[Dataset excerpt]
%%
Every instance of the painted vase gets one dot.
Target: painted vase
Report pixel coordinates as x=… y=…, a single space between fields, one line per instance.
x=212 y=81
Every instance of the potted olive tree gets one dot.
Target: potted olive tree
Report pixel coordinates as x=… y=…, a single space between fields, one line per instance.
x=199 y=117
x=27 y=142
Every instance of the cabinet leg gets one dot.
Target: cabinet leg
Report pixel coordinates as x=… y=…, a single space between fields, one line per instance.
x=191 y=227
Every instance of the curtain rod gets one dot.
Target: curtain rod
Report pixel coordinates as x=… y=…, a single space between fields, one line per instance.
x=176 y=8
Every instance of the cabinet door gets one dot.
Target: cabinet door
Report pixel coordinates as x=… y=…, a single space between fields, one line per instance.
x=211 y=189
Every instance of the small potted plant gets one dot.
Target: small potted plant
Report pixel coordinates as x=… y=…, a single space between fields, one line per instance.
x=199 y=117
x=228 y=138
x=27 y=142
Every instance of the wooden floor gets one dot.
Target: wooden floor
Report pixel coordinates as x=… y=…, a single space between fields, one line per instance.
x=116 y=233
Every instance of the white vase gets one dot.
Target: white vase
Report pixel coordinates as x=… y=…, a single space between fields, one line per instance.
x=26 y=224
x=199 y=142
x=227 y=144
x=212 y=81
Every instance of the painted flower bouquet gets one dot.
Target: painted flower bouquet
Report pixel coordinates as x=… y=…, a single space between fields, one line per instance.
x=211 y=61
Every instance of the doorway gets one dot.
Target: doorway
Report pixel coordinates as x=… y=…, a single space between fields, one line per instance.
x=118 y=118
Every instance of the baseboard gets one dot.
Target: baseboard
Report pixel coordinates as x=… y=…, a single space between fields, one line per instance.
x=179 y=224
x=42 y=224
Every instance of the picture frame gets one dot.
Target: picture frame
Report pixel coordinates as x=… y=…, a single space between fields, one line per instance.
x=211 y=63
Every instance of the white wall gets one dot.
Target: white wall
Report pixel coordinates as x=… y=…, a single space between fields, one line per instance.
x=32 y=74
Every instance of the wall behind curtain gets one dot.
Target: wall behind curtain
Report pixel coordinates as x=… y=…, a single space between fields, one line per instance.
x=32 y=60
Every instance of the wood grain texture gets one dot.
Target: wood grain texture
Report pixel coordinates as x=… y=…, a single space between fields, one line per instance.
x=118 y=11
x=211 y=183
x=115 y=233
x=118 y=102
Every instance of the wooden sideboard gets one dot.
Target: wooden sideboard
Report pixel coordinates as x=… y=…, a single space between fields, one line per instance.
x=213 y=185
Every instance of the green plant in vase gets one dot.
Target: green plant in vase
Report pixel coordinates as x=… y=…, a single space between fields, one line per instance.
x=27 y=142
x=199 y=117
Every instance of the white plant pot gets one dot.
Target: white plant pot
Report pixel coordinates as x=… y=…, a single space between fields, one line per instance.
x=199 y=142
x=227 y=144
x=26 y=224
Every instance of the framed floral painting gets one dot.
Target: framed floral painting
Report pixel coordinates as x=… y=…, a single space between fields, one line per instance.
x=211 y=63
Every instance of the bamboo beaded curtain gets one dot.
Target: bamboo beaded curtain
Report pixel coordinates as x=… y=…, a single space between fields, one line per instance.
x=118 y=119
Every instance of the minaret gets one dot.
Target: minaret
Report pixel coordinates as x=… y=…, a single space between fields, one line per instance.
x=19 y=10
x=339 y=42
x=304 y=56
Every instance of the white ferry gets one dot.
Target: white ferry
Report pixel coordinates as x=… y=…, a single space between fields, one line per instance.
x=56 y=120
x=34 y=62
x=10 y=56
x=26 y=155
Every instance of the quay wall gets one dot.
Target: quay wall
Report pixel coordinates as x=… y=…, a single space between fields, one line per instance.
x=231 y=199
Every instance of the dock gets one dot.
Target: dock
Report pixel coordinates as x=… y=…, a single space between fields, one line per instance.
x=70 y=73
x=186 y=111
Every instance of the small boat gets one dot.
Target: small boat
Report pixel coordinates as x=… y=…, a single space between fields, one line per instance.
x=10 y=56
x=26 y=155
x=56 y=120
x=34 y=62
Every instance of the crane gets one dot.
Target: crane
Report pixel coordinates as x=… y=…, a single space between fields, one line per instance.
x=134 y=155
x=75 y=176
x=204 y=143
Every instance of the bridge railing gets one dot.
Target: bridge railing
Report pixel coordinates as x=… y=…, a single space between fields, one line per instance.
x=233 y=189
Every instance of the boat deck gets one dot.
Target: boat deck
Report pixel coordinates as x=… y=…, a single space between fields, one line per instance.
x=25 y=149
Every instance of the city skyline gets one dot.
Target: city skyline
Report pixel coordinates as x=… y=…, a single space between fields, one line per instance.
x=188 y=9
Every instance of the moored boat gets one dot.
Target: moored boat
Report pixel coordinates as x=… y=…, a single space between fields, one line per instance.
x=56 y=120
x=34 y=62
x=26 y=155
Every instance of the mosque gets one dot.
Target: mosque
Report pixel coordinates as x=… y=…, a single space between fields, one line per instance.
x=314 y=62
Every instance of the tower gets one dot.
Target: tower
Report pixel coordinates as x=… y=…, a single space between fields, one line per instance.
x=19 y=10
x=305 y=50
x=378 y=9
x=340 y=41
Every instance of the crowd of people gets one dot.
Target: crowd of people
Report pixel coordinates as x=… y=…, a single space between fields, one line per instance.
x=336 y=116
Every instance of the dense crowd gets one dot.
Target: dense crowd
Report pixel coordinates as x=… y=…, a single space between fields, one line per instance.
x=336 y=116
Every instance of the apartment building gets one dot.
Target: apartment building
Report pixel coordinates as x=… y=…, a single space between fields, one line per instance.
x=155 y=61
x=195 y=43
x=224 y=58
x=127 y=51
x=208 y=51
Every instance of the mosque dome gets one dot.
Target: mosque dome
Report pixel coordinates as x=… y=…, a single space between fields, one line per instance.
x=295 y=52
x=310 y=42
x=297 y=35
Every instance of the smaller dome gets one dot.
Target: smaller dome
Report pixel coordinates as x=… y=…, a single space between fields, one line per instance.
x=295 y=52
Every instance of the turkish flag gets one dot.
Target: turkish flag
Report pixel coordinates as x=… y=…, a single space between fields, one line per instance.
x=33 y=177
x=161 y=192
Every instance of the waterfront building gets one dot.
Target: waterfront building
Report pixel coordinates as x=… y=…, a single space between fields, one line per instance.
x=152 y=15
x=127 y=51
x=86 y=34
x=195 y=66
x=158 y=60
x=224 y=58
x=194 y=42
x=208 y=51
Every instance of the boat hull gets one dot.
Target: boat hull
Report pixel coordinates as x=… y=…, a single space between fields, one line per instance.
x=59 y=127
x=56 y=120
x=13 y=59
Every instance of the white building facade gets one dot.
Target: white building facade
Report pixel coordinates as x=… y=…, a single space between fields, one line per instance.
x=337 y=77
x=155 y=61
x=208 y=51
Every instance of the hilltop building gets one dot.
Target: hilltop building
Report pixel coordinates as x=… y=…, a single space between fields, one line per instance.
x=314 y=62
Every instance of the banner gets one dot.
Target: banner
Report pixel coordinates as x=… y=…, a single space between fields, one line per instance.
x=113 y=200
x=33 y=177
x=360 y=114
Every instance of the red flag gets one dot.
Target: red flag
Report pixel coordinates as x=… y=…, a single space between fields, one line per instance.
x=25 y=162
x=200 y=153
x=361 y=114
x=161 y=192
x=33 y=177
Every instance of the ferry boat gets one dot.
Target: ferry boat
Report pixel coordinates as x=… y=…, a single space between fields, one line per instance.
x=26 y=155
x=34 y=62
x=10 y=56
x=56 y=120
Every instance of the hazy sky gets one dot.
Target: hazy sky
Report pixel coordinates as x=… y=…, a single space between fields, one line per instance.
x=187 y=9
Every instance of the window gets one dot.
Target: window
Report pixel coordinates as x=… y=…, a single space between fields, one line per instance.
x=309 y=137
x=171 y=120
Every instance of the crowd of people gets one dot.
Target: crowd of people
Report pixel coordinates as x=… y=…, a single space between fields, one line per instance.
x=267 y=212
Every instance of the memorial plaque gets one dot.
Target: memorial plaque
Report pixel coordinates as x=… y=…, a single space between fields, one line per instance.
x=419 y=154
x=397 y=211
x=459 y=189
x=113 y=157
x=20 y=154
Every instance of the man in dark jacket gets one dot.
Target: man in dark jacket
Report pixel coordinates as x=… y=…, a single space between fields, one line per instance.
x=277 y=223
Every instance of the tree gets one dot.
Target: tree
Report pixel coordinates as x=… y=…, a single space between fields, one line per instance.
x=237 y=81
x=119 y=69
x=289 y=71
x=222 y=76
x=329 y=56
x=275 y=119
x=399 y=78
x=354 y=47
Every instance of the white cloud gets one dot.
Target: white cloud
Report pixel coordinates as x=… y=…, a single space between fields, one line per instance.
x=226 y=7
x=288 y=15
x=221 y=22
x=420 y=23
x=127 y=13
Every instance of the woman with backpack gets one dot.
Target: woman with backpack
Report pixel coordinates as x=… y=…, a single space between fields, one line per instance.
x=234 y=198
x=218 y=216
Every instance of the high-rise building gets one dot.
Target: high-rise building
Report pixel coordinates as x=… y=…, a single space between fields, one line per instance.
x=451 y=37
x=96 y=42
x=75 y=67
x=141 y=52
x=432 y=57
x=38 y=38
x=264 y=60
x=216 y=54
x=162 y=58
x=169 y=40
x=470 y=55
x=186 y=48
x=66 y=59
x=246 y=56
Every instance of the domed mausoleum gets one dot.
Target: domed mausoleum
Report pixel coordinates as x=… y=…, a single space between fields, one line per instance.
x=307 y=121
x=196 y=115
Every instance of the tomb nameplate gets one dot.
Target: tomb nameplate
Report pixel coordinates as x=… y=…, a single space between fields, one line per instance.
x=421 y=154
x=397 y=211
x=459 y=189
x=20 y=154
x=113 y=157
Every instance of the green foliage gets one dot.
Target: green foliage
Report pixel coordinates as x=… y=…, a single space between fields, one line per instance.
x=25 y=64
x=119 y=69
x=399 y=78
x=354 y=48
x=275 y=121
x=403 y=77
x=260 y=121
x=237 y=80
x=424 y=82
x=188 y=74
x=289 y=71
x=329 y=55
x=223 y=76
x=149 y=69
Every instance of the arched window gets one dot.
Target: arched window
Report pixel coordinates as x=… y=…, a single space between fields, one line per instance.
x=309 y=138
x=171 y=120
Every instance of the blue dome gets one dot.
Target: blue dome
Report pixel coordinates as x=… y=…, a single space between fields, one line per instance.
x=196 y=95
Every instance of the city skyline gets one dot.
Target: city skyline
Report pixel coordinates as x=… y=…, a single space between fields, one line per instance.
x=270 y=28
%%
## Directions for this task
Can you copy the listing above, character for character, from the line with "Every instance of the ferry" up to and including the line with "x=267 y=212"?

## Solution to this exercise
Every instance of the ferry boat gets one dot.
Target: ferry boat
Report pixel coordinates as x=… y=…, a single space between fields, one line per instance.
x=26 y=155
x=34 y=62
x=10 y=56
x=56 y=120
Every instance of the hazy sky gets one dot.
Target: hazy sky
Report pixel coordinates as x=… y=…, a single space between fields, one line per instance.
x=187 y=9
Every instance of the window gets one dot.
Target: window
Report pixel coordinates as x=… y=…, a single space between fields, one line per instance.
x=309 y=137
x=171 y=120
Every instance of the crowd of people gets one dot.
Target: crowd of people
Report pixel coordinates as x=… y=…, a single space between fields, one line per instance.
x=267 y=212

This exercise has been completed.